DATA UNDER STUDY →

============

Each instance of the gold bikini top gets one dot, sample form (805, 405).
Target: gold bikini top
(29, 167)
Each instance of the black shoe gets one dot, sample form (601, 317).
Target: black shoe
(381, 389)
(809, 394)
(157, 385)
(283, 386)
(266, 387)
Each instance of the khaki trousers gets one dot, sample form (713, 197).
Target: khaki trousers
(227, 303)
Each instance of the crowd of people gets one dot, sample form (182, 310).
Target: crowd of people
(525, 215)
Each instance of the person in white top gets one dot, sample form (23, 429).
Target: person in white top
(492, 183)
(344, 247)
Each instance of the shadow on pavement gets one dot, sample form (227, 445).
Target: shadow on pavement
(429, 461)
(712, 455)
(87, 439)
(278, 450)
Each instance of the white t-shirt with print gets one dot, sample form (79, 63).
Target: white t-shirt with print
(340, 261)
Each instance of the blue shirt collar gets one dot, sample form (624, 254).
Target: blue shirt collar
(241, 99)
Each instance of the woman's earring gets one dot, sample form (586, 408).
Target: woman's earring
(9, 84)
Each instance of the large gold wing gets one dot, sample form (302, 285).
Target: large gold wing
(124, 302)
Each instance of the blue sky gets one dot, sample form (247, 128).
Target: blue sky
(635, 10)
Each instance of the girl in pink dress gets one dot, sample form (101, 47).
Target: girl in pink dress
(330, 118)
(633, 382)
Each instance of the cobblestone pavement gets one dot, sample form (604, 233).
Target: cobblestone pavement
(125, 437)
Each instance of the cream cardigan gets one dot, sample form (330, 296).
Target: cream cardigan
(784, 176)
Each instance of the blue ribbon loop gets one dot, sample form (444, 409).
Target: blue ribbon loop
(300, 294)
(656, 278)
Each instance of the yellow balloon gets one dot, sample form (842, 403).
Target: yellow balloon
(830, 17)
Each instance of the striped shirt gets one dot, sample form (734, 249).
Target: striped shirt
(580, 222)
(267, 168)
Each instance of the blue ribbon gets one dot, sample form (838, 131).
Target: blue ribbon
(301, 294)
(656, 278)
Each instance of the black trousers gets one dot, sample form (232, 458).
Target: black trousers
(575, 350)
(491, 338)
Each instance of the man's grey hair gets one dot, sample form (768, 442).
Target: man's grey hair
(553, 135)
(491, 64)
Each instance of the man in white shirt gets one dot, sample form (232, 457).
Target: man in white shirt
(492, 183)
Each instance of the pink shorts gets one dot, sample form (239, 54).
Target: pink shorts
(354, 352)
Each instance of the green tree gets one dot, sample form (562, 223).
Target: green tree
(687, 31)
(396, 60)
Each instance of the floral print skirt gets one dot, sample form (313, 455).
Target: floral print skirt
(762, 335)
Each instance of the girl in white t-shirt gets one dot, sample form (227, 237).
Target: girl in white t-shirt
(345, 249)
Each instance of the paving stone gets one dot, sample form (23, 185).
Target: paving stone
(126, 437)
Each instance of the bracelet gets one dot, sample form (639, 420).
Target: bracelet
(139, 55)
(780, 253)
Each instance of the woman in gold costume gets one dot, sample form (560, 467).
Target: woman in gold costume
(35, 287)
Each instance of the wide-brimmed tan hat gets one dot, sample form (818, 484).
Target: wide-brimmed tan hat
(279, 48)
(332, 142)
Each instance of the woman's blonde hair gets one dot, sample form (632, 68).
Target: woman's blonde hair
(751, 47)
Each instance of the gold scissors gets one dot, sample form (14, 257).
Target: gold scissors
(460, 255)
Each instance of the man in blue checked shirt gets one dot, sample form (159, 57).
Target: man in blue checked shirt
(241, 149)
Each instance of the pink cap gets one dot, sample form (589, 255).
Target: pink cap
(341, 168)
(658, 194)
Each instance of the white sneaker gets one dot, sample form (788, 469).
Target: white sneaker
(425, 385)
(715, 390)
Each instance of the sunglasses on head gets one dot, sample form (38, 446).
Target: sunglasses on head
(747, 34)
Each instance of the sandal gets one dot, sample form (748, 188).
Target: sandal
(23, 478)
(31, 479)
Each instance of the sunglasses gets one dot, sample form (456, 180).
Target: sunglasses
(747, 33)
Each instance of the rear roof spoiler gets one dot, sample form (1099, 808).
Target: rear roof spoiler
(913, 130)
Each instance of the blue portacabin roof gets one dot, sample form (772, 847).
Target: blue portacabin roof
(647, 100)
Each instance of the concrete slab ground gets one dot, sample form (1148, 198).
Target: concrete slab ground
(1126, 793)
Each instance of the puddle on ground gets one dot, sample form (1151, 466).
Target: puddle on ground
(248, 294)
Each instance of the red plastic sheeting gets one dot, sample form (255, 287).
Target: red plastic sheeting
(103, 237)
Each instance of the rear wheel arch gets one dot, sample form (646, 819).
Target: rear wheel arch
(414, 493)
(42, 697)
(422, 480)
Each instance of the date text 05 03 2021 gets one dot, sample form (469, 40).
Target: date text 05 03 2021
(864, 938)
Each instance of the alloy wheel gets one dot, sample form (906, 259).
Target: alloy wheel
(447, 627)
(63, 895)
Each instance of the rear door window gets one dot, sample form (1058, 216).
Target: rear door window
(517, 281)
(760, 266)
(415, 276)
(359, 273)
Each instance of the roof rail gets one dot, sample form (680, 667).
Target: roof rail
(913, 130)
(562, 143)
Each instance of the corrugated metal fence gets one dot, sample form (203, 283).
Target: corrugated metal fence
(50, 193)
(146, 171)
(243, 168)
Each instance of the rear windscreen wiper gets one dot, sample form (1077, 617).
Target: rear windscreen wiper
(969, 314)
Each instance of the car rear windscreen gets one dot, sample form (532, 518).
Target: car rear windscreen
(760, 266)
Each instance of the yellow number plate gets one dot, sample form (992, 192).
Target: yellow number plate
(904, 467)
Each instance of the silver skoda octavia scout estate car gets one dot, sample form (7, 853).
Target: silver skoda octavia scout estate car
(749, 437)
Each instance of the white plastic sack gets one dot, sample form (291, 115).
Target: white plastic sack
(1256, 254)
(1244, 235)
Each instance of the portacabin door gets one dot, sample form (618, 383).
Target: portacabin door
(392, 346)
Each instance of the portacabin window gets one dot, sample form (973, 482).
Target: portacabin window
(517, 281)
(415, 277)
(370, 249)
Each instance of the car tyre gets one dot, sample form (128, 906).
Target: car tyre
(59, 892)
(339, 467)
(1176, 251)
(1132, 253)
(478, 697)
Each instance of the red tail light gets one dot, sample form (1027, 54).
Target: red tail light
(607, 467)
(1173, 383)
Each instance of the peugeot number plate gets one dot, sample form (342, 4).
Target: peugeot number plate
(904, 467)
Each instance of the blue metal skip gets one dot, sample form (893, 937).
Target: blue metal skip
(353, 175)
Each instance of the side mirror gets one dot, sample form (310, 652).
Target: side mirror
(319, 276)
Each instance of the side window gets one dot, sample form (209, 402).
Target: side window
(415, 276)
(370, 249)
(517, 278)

============

WHAT IS REQUIRED →
Transcribe the listing. Every line must match exactly.

THE ANSWER →
Each instance of the gold bikini top gets one dot, sample form (805, 405).
Target: gold bikini top
(29, 167)
Each instance of the black shoe gets one dot, sample form (601, 317).
Target: black shoe
(381, 389)
(809, 394)
(157, 385)
(283, 386)
(266, 387)
Each instance of the khaki trousers gets one dot, sample form (713, 197).
Target: khaki trousers
(227, 303)
Each instance of the crowd of people gets one dot, sample form (182, 310).
Target: crowd of people
(525, 215)
Each instance of the person in white top gets one dot, sample form (23, 429).
Target: person in white top
(492, 183)
(344, 247)
Each instance of the shadow on pavement gets one dot, sample form (227, 445).
Target: shadow on pavement
(429, 461)
(712, 455)
(87, 439)
(278, 450)
Each instance of the white t-shirt with print gets one dot, sample form (79, 63).
Target: white t-shirt with print
(340, 261)
Each instance of the blue shirt collar gets one dot, sample form (624, 254).
Target: blue shirt collar
(241, 99)
Each instance of the woman's earring gets one dot, sample form (586, 408).
Target: woman's earring
(9, 84)
Each instance of the large gold wing gets one dot, sample form (302, 285).
Target: large gold wing
(124, 302)
Each instance of the blue sky gets one dot, sample form (247, 128).
Target: blue sky
(635, 10)
Each instance of the girl in pink dress gets one dot, sample form (101, 47).
Target: girl in pink dress
(330, 118)
(633, 382)
Each instance of the cobblestone pavement gets one dot, sample form (604, 233).
Target: cobblestone pavement
(125, 437)
Each instance of the cream cardigan gets one dot, sample form (330, 296).
Target: cream cardigan
(784, 176)
Each instance of the blue ribbon loop gets one dot, sample form (444, 409).
Target: blue ribbon loop
(300, 294)
(656, 278)
Each instance of the yellow balloon gets one dot, sample form (842, 403).
Target: yellow balloon
(830, 17)
Each instance of the striped shirt gets one dot, sample form (734, 249).
Target: striped shirt
(580, 222)
(267, 168)
Each instance of the blue ribbon gets one dot, sample form (838, 131).
Target: blue ribbon
(301, 294)
(656, 278)
Each instance of the black trousers gets one dot, sample form (232, 458).
Target: black trousers
(575, 350)
(491, 338)
Each instance of the man's grey hair gets one dot, sample form (768, 442).
Target: man's grey hair
(553, 135)
(491, 64)
Each instance of the man in white shirt gets one dot, sample form (232, 457).
Target: man in white shirt
(492, 183)
Each instance of the pink shorts gets one dot, sample form (239, 54).
Target: pink shorts
(354, 352)
Each instance of the green tree gets one dot, sample form (562, 223).
Target: green tree
(687, 31)
(396, 60)
Each instance of the floral print skirt gets one dot, sample form (313, 455).
Target: floral print skirt
(762, 335)
Each instance of the girl in white t-shirt gets one dot, sample form (227, 237).
Target: girl in white t-shirt
(345, 249)
Each instance of the paving stone gets one dot, sample form (23, 185).
Target: paving stone
(126, 437)
Each instance of the bracelet gets one dot, sample form (639, 420).
Target: bracelet
(139, 55)
(780, 253)
Each instance of the woman in gold costume gets one dot, sample form (560, 467).
Target: woman in gold costume
(35, 287)
Each instance of the wide-brimmed tan hat gets one dot, sample form (818, 484).
Target: wide-brimmed tan hat
(279, 48)
(332, 142)
Each instance of the woman's blonde hair gets one dot, sample form (632, 68).
Target: woman's blonde hair
(751, 47)
Each instance of the gold scissors gets one dot, sample form (14, 257).
Target: gold scissors
(460, 255)
Each instance of the man in blue checked shirt gets one dot, sample form (159, 57).
Target: man in blue checked shirt
(241, 149)
Each instance of the pink cap gets one dot, sample form (589, 255).
Target: pink cap
(341, 168)
(658, 194)
Each instance of the white sneaker gets one dot, sample form (788, 469).
Target: white sneaker
(425, 385)
(715, 390)
Each instance of the sunglasses on head gets one dot, sample form (38, 446).
Target: sunglasses on head
(747, 34)
Each instance of the sandal gets one dot, sample form (748, 188).
Target: sandal
(23, 478)
(31, 479)
Each instance of the sunglasses gets one dot, sample form (456, 180).
Target: sunglasses
(747, 33)
Each instance of the rear roof spoiler gets one dot, sample form (1099, 808).
Target: rear roof spoiler
(913, 130)
Each instance of the blue portacabin roof gets one dot, sample form (772, 847).
Target: blue portacabin roof
(647, 100)
Each instance of the concrete slab ground gets one dot, sample form (1148, 198).
Target: concrete slab ground
(1126, 793)
Each instance of the puddle on ground gets one dot, sample form (1151, 466).
Target: puddle on ground
(248, 294)
Each instance of the red plastic sheeting gets one dot, sample form (255, 287).
Target: red plastic sheeting
(103, 237)
Each instance of the rear wheel arch gets one dot, sample form (646, 819).
Target: rear wheel arch
(414, 493)
(42, 697)
(422, 480)
Each instance of the date text 05 03 2021 gets one dot, sample form (469, 40).
Target: date text 05 03 2021
(864, 938)
Each instance of the alloy wheel gets one dot, sample form (906, 259).
Target: alloy wheel
(447, 627)
(63, 895)
Each instance of the rear door window gets one dot, sample form (1058, 216).
Target: rear door window
(517, 281)
(760, 266)
(415, 276)
(359, 273)
Each instance of the roof rail gets one dot, sample form (680, 667).
Target: roof rail
(913, 130)
(562, 143)
Each instance of the corrugated metal fence gets one dot, sample form (203, 283).
Target: corrugated metal fence
(50, 193)
(146, 171)
(243, 168)
Each instance of the rear windscreen wiper gets one dot, sample form (1077, 617).
Target: rear windscreen wiper
(969, 314)
Each instance of the car rear windscreen gets one dot, sample form (532, 518).
Target: car rear windscreen
(760, 266)
Each instance of the yellow number plate gets one dot, sample form (992, 192).
Target: yellow number plate
(904, 467)
Each instance of the silver skoda octavia scout estate car gets one dot, sample form (7, 853).
Target: silver skoda octavia scout estate car
(749, 437)
Each instance of the white plastic sack gets one dot, sample form (291, 115).
Target: white plastic sack
(1256, 254)
(1244, 235)
Each instance of the portacabin door gets one dot, sample form (618, 383).
Target: portacabin door
(392, 346)
Each instance of the portacabin window gets one dot, sample form (973, 482).
Target: portacabin window
(517, 281)
(415, 277)
(370, 249)
Each instance of the car tyre gets one dot, sample form (128, 906).
Target: car tyre
(59, 892)
(339, 467)
(1176, 251)
(1132, 253)
(478, 697)
Each instance of the red tail light gets one dot, sample form (1027, 54).
Target: red tail light
(607, 467)
(1173, 383)
Each instance of the peugeot number plate gets one dot, sample form (342, 4).
Target: peugeot number plate
(904, 467)
Each instance of the blue metal skip gets one dot, sample form (893, 937).
Target: blue metal skip
(353, 175)
Each instance of the side mirror gets one dot, sample form (310, 652).
Target: side mirror
(319, 276)
Each instance of the side window gets one dot, sample form (209, 402).
Target: side window
(415, 276)
(370, 249)
(517, 278)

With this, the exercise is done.